◆ Okuma parçası
Gökçeçiçek Ayata: 6284’ün uygulanması için ısrarcı olmak zorundayız

İnsan hakları hukukçusu Gökçeçiçek Ayata, 6284 sayılı kanunun ve İstanbul Sözleşmesi’nin Türkiye kadın hareketi mücadelesinin bir kazanımı olduğunu belirtiyor ve “Fiilen sıkıntılar yaşıyor olabiliriz ama uygulanması için ısrarcı olmak ve sahip çıkmak zorundayız” diyor.

Google Haberlere Abone ol

DUVAR - İstanbul Bilgi Üniversitesi’nin düzenlediği “Kadına Yönelik Şiddetle Mücadele” panelinde 6284 sayılı kanun ve İstanbul Sözleşmesi konuşuldu. Panel, Bilgi Üniversitesi Gender Çalışma Grubu, İnsan Hakları Hukuku Uygulama ve Araştırma Merkezi, Bilgi Üniversitesi Cinsel Tacizi ve Saldırıyı Önleme Birimi ve Kadın Cinayetlerini Durduracağız Platformu işbirliğiyle gerçekleştirildi.

◆ Gösterilen bilgiler

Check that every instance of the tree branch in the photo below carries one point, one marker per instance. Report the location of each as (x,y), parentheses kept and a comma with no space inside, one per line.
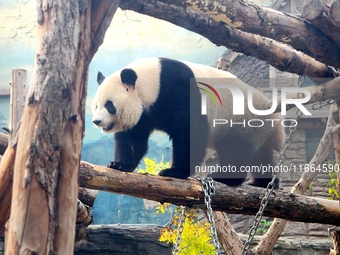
(319,93)
(314,12)
(222,27)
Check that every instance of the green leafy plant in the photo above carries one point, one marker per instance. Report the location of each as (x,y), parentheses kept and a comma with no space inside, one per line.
(153,167)
(196,236)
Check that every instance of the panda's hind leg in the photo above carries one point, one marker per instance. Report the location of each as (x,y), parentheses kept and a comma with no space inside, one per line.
(180,158)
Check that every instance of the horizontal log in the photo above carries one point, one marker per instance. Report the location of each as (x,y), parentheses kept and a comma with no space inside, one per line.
(314,13)
(319,93)
(241,15)
(279,55)
(241,200)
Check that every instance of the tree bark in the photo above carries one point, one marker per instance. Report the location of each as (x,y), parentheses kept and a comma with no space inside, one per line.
(279,55)
(45,185)
(3,143)
(313,12)
(241,200)
(334,13)
(215,19)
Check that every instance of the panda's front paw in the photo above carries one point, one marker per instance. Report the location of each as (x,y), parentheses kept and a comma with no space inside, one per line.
(115,165)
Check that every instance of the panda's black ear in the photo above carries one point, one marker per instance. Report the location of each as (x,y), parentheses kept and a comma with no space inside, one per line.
(128,76)
(100,78)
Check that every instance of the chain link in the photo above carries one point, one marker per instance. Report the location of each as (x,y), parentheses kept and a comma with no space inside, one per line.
(281,159)
(209,191)
(181,217)
(270,186)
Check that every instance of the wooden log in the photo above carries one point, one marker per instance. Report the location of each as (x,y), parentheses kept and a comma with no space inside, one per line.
(334,13)
(281,56)
(314,9)
(319,93)
(6,176)
(17,99)
(84,219)
(3,143)
(45,183)
(211,18)
(17,102)
(241,200)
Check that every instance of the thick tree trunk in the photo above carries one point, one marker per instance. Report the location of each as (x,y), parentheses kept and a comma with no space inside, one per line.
(221,20)
(3,143)
(317,13)
(242,200)
(45,185)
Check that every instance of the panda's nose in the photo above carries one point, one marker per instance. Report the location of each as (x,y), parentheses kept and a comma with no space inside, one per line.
(97,122)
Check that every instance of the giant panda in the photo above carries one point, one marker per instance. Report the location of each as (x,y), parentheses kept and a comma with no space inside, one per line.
(161,94)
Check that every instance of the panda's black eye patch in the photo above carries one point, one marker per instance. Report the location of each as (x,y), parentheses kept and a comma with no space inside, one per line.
(110,107)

◆ Yapılacak iş
6284 sayılı kanunla ilgili metni baştan sona, tek harfini bile değiştirmeden çıkarıp yaz.

◆ Yazılı cevap
Gökçeçiçek Ayata: 6284’ün uygulanması için ısrarcı olmak zorundayız

İnsan hakları hukukçusu Gökçeçiçek Ayata, 6284 sayılı kanunun ve İstanbul Sözleşmesi’nin Türkiye kadın hareketi mücadelesinin bir kazanımı olduğunu belirtiyor ve “Fiilen sıkıntılar yaşıyor olabiliriz ama uygulanması için ısrarcı olmak ve sahip çıkmak zorundayız” diyor.

Google Haberlere Abone ol

DUVAR - İstanbul Bilgi Üniversitesi’nin düzenlediği “Kadına Yönelik Şiddetle Mücadele” panelinde 6284 sayılı kanun ve İstanbul Sözleşmesi konuşuldu. Panel, Bilgi Üniversitesi Gender Çalışma Grubu, İnsan Hakları Hukuku Uygulama ve Araştırma Merkezi, Bilgi Üniversitesi Cinsel Tacizi ve Saldırıyı Önleme Birimi ve Kadın Cinayetlerini Durduracağız Platformu işbirliğiyle gerçekleştirildi.